(Page excerpt)

#####

As a result, for decades the administration and curriculum in Minneapolis and St. Paul, developing under two different provostal units in what is called now the “Twin Cities” campus, grew almost without interaction. At different points in the twentieth century, administrators inquired about duplication of course offerings,{2} but for the most part, collaboration was encouraged across the campuses, rather than elimination of programs. This means that first-year composition and public speaking programs were, at times, housed in two separate units on the Twin Cities campus — one in St. Paul, one in Minneapolis.

By the end of the twentieth century, the duplication of offerings increased. On the Minneapolis campus, these duplicated courses were offered by both the Department of English and by the open-admissions unit of the University, the General College (with course offerings in Basic Writing as well as First-year Composition). On the St. Paul campus, they were offered by the Department of Rhetoric. At the start of the twenty-first century, the argument for merger based on duplication of services was replaced with the argument for consolidation based on strengths. The consolidation of writing faculty into a single unit was based not on reduced costs but on building a national profile for research in writing.

But before we reflect on the institutional arrangements of today, let’s look back at the historical Departments of Rhetoric.

Maria Sanford: Rhetoric, Elocution, and the First Program in Rhetoric

Maria Sanford is the figure most closely associated with the first program in Rhetoric at the University of Minnesota. While she was not a scholar in the vein of her contemporary, Fred Newton Scott, Sanford was a powerful and formative force both on the University of Minnesota campus and in the State of Minnesota.

Sanford taught in the Department of Rhetoric and Elocution, a predisciplinary field.{3} The course catalog divided courses into two areas. The Rhetoric area included courses in composition, in “Addresses, Toasts, Orations,” in debate, in etymology and syntax, and in both literary criticism and “Lectures upon the History of Art.” In the Elocution area, courses in oral reading and interpretation, voice building, oratory and debate,{4} vocal expression, and the history of American, British and ancient oratory{5} filled the catalog. Finally, the department offered one graduate course, perhaps to complement the curriculum offered in the English department: “Principles of Criticism.”{6}

Clear disciplinary divisions are hard to discern in these course offerings. Traditional distinctions, as we understand them today, are inadequate to define the split between courses in rhetoric and courses in elocution. Courses in both literary and rhetorical discourse appear in both; courses in written and oral communication appear in both. Rhetoric was a predisciplinary field, able to be strongly defined by the personalities who taught it.

#####

(Dataset rows)
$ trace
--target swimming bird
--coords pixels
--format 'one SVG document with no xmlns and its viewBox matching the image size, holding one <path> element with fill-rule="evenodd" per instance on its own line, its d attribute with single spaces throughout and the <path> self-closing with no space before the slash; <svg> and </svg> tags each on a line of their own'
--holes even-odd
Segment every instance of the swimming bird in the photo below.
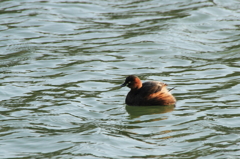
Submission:
<svg viewBox="0 0 240 159">
<path fill-rule="evenodd" d="M 164 106 L 176 103 L 175 97 L 167 89 L 167 84 L 163 82 L 142 83 L 137 76 L 130 75 L 121 85 L 124 86 L 131 89 L 125 99 L 125 103 L 130 106 Z"/>
</svg>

#####

(Jobs)
A. Copy the records above line for line, without the picture.
B. Continue the account of the Departments of Rhetoric at the University of Minnesota, picking up after its final sentence.

(Results for the exercise)
A.
$ trace
--target swimming bird
--coords pixels
--format 'one SVG document with no xmlns and its viewBox matching the image size, holding one <path> element with fill-rule="evenodd" per instance on its own line, its d attribute with single spaces throughout and the <path> self-closing with no space before the slash; <svg> and </svg> tags each on a line of their own'
--holes even-odd
Segment every instance of the swimming bird in the photo below.
Submission:
<svg viewBox="0 0 240 159">
<path fill-rule="evenodd" d="M 164 106 L 176 103 L 175 97 L 167 89 L 167 84 L 163 82 L 142 83 L 137 76 L 130 75 L 121 85 L 124 86 L 131 89 L 125 99 L 125 103 L 130 106 Z"/>
</svg>

B.
Maria Sanford was as strong a personality as you could imagine in this position. She was the first woman professor in the state of Minnesota and a Professor of Rhetoric & Elocution. Sanford worked to establish intercollegiate debating as an intellectual and civic good.{7} And, she was a popular speaker in public venues around the state. She was a powerful woman with a powerful impact on Minnesota’s intellectual and political culture. And she was, surprisingly, an anti-suffragette.

There is, to twentieth-century eyes, as great or greater an intellectual incoherence in being the first woman professor in Minnesota publicly speaking against suffrage as there is in a curriculum that defines “addresses, toasts and orations” and “debate” as courses in rhetoric but “oratory and debate” as a course in elocution. We can tease these issues out by looking at Sanford’s writings.{8}

In address before the Twentieth Century Club in Duluth in 1909, Sanford lays it out directly: “I regard the coming of women’s suffrage as I do death, as a certainty but not particularly desirable” (51A). Indeed, she matter-of-factly reports, in an address at Unity Hall in Minneapolis, that “I would have given my vote to Roosevelt at the last election, had I one to give” (54A). But she has no regrets that she does not possess the vote for two reasons: a kind of class anxiety and a circumscribed sense of woman’s work.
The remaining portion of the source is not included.